#### Data extract ####
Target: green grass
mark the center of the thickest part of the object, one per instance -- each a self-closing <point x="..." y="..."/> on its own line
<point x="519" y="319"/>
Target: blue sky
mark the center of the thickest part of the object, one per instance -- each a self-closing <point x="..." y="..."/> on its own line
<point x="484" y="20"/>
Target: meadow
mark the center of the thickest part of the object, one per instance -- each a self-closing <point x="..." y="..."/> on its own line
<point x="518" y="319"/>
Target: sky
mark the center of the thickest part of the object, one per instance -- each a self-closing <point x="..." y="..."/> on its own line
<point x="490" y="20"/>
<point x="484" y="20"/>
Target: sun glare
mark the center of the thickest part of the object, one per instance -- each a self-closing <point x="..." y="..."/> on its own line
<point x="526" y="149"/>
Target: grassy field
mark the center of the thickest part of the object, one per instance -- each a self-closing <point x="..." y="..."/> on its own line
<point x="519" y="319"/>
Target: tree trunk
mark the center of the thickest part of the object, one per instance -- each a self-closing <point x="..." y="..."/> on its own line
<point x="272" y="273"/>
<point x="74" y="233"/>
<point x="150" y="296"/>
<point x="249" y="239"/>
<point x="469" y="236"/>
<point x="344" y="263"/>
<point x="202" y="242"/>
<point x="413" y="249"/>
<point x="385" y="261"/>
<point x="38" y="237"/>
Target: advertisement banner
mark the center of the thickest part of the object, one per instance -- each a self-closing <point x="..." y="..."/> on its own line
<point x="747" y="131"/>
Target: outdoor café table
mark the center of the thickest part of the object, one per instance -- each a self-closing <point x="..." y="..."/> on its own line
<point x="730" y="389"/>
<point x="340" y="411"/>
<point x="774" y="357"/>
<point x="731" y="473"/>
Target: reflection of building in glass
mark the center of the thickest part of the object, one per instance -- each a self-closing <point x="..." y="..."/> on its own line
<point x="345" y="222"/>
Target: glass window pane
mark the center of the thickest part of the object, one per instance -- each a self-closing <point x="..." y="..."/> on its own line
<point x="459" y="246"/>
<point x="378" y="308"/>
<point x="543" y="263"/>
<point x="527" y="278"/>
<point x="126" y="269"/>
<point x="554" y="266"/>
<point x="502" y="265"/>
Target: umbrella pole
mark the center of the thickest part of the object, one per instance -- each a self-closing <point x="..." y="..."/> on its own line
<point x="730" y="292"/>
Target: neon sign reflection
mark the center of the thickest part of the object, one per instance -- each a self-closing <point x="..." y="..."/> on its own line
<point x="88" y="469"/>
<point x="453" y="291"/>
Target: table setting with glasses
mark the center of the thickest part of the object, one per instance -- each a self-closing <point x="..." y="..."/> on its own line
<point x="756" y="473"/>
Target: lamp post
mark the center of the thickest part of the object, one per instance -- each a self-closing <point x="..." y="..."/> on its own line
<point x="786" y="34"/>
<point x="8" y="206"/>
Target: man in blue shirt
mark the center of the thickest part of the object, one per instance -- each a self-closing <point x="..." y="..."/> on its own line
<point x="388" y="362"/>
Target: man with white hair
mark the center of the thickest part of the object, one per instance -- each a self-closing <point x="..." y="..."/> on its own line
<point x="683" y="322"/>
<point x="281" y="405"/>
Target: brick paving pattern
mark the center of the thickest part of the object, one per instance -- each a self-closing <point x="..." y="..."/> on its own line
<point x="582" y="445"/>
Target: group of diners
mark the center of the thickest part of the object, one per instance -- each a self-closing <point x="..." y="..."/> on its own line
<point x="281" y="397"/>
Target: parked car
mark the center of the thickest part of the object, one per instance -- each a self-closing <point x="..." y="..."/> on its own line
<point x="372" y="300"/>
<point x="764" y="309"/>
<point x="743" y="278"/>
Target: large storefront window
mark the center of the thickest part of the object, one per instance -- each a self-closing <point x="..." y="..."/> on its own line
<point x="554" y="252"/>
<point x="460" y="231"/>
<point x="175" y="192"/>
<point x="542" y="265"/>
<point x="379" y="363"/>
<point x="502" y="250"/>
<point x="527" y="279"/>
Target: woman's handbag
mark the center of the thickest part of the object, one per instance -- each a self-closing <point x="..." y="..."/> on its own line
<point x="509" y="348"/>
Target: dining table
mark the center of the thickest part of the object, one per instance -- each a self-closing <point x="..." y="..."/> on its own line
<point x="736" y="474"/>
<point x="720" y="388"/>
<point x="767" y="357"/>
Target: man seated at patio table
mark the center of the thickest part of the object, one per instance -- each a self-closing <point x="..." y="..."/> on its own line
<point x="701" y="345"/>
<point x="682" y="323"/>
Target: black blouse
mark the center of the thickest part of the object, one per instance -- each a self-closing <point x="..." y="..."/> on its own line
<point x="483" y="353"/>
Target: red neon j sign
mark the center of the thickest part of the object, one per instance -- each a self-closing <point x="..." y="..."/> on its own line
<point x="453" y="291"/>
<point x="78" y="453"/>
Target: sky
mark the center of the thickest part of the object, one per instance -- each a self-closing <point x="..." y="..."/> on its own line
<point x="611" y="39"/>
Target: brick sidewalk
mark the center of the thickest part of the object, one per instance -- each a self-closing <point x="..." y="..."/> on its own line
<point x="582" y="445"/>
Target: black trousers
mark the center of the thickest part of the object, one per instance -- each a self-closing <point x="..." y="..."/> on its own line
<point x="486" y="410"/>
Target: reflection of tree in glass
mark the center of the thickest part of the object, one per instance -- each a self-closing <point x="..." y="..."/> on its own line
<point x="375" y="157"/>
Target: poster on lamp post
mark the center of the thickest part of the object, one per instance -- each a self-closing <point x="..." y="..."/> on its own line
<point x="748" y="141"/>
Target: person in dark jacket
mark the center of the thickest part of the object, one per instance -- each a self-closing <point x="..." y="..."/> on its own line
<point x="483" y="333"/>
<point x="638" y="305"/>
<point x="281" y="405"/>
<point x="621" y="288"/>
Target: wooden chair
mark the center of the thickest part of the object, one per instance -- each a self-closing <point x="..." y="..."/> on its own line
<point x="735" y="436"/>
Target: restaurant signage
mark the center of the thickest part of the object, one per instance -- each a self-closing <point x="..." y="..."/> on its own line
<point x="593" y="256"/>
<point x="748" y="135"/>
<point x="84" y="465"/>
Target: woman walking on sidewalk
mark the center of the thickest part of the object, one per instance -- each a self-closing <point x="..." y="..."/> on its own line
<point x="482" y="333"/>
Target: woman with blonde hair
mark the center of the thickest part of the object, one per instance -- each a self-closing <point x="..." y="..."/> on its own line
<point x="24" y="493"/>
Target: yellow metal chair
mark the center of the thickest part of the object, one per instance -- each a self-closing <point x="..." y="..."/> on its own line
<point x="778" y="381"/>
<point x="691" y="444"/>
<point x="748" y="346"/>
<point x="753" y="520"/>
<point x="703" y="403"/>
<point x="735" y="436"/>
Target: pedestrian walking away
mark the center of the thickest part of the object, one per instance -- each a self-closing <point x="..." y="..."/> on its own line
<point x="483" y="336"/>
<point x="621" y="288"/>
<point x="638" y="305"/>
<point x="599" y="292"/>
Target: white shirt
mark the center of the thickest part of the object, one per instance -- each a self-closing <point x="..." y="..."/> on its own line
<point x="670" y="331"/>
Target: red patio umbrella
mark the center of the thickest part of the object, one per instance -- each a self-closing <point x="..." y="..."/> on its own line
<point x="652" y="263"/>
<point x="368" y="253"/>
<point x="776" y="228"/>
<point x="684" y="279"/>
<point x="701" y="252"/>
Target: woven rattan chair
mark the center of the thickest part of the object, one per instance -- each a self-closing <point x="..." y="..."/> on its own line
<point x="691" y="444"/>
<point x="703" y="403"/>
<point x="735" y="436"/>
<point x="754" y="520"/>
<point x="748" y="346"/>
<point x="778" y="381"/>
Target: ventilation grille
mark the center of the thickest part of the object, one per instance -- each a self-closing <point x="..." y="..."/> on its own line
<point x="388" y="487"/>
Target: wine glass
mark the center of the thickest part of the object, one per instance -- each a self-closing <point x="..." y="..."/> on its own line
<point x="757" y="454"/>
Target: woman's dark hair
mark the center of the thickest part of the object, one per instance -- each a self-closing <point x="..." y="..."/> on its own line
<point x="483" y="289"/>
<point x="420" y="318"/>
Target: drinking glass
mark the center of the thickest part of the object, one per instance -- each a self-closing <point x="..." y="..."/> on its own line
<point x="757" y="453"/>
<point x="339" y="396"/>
####
* [Directions for this task]: Which of the lines in the listing above include "black"? Report each of them.

* [Reply to the task]:
Target: black blouse
Target: black trousers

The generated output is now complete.